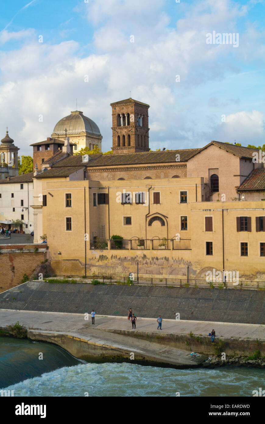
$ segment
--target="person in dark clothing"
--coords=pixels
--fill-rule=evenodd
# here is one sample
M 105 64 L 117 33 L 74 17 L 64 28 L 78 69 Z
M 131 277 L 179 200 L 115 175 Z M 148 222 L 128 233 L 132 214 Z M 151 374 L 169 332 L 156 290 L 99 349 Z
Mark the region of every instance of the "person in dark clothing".
M 135 327 L 135 321 L 136 321 L 137 319 L 137 318 L 136 318 L 136 317 L 134 316 L 134 314 L 132 314 L 132 318 L 131 318 L 132 324 L 132 328 L 133 328 L 133 326 L 134 326 L 135 328 L 136 328 Z
M 211 333 L 211 340 L 212 340 L 212 343 L 214 341 L 214 338 L 215 337 L 215 332 L 214 331 L 214 330 L 213 330 L 212 332 Z

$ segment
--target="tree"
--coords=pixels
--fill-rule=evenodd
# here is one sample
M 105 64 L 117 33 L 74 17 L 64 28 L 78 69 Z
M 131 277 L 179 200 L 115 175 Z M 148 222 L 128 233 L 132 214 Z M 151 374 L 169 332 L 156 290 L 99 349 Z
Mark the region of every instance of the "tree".
M 105 152 L 105 153 L 103 153 L 102 152 L 100 151 L 99 148 L 97 146 L 94 146 L 93 150 L 90 150 L 88 146 L 86 146 L 86 147 L 83 147 L 78 152 L 74 153 L 74 154 L 76 156 L 80 155 L 111 155 L 112 154 L 112 151 L 109 151 L 108 152 Z
M 24 174 L 28 174 L 29 172 L 33 171 L 33 159 L 31 156 L 24 156 L 22 155 L 20 157 L 18 158 L 19 175 L 21 175 L 22 172 Z

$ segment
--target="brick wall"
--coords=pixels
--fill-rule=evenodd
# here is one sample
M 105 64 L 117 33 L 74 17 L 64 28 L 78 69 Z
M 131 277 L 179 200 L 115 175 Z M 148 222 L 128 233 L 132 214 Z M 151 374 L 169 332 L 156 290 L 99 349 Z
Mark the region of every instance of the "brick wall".
M 29 245 L 19 245 L 19 248 L 28 250 L 32 246 Z M 43 245 L 34 245 L 43 248 Z M 31 251 L 19 252 L 18 246 L 1 246 L 0 253 L 0 293 L 14 287 L 19 284 L 24 274 L 29 276 L 32 274 L 36 267 L 46 259 L 46 252 Z M 5 251 L 5 252 L 3 252 Z

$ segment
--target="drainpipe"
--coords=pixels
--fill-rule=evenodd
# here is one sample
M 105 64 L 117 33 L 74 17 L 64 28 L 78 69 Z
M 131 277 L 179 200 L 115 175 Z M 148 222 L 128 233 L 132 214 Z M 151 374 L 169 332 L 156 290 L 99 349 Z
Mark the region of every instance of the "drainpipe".
M 224 209 L 222 209 L 222 231 L 223 233 L 223 280 L 224 272 Z
M 150 186 L 148 189 L 148 213 L 145 215 L 145 244 L 146 247 L 146 238 L 147 237 L 147 229 L 146 227 L 146 222 L 147 222 L 147 215 L 149 215 L 150 213 L 150 190 L 152 188 L 152 186 Z
M 85 234 L 86 234 L 86 187 L 84 187 L 84 206 L 85 209 Z M 86 277 L 86 236 L 85 236 L 85 277 Z
M 108 239 L 110 238 L 110 187 L 108 187 Z

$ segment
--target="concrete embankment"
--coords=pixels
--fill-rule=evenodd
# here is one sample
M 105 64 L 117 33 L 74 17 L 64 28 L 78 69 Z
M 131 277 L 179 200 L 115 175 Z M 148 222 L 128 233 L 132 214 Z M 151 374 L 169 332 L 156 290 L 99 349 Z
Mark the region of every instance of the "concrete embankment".
M 139 363 L 190 367 L 204 363 L 209 354 L 247 357 L 258 351 L 263 359 L 257 365 L 265 365 L 263 325 L 164 319 L 160 330 L 155 320 L 138 317 L 134 330 L 127 317 L 97 315 L 94 325 L 85 314 L 0 310 L 0 328 L 18 321 L 31 339 L 54 343 L 87 361 L 130 362 L 133 354 Z M 205 335 L 209 328 L 218 335 L 214 343 Z M 191 356 L 192 351 L 200 356 Z
M 265 323 L 265 291 L 29 282 L 0 293 L 0 307 L 221 322 Z

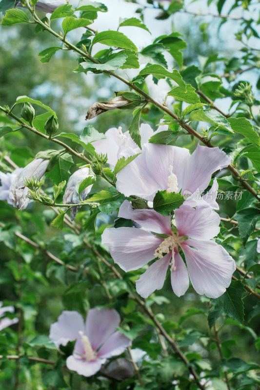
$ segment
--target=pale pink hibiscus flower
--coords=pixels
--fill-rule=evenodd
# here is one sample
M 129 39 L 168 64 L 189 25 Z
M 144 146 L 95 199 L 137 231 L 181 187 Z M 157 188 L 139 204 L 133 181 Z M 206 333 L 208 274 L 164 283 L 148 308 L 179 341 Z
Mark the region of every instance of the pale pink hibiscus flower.
M 117 332 L 120 317 L 114 309 L 91 309 L 84 323 L 77 312 L 64 311 L 51 325 L 50 338 L 59 347 L 76 340 L 73 353 L 66 365 L 84 376 L 97 372 L 106 359 L 120 355 L 131 341 Z
M 220 231 L 219 216 L 210 207 L 198 206 L 196 209 L 185 204 L 174 214 L 176 233 L 172 230 L 170 216 L 163 216 L 152 210 L 134 210 L 125 200 L 119 216 L 133 220 L 141 229 L 107 228 L 102 242 L 107 244 L 115 262 L 126 272 L 158 258 L 136 283 L 137 292 L 144 298 L 162 287 L 169 265 L 172 288 L 178 296 L 187 291 L 189 275 L 199 294 L 220 296 L 230 284 L 235 265 L 226 251 L 211 240 Z M 164 234 L 165 238 L 153 233 Z
M 117 188 L 126 196 L 135 195 L 149 201 L 153 200 L 159 190 L 175 193 L 181 190 L 182 195 L 191 196 L 188 201 L 192 207 L 198 203 L 207 203 L 218 208 L 217 180 L 211 189 L 214 195 L 211 198 L 194 202 L 194 194 L 205 190 L 212 174 L 230 163 L 230 157 L 218 147 L 198 144 L 190 155 L 185 148 L 145 144 L 141 154 L 118 174 Z
M 160 131 L 168 130 L 168 126 L 162 125 L 154 132 L 150 125 L 142 123 L 140 126 L 141 145 L 148 142 L 152 136 Z M 114 167 L 118 160 L 121 157 L 129 157 L 141 152 L 140 149 L 133 140 L 129 131 L 122 132 L 122 128 L 112 127 L 105 133 L 105 138 L 92 142 L 96 152 L 107 155 L 107 162 Z

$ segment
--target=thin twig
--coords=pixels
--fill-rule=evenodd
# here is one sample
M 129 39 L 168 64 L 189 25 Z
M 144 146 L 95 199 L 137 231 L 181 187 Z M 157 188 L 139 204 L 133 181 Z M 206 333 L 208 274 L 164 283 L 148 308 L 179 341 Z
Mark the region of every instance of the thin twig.
M 219 339 L 219 335 L 218 333 L 218 331 L 217 330 L 217 328 L 215 324 L 213 325 L 213 329 L 214 331 L 216 344 L 217 344 L 217 347 L 218 347 L 218 350 L 219 351 L 219 353 L 220 354 L 220 359 L 223 359 L 223 354 L 222 353 L 222 351 L 221 350 L 220 340 Z M 224 372 L 224 375 L 225 375 L 225 380 L 226 381 L 226 383 L 227 384 L 227 387 L 228 390 L 230 390 L 230 387 L 228 383 L 228 377 L 227 376 L 227 372 L 225 370 L 223 371 L 223 372 Z

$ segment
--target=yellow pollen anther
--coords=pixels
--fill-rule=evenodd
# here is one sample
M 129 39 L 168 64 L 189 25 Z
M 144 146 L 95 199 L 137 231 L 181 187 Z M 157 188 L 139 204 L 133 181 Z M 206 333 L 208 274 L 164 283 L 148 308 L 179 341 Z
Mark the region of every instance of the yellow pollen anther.
M 81 343 L 84 347 L 84 351 L 85 351 L 84 357 L 87 362 L 89 362 L 90 360 L 93 360 L 95 359 L 95 353 L 92 349 L 92 347 L 89 342 L 89 340 L 87 336 L 85 336 L 82 331 L 80 331 L 79 333 L 80 335 L 81 338 Z
M 167 192 L 178 192 L 178 181 L 177 180 L 177 176 L 176 175 L 173 173 L 172 170 L 173 167 L 172 165 L 170 165 L 169 167 L 169 171 L 170 175 L 168 176 L 168 188 L 167 189 Z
==============================
Collect every line of the entries above that contains the word "anther", matching case exactly.

> [Exercise result]:
--target=yellow pollen anther
Mark the region of every instance of the yellow pollen anther.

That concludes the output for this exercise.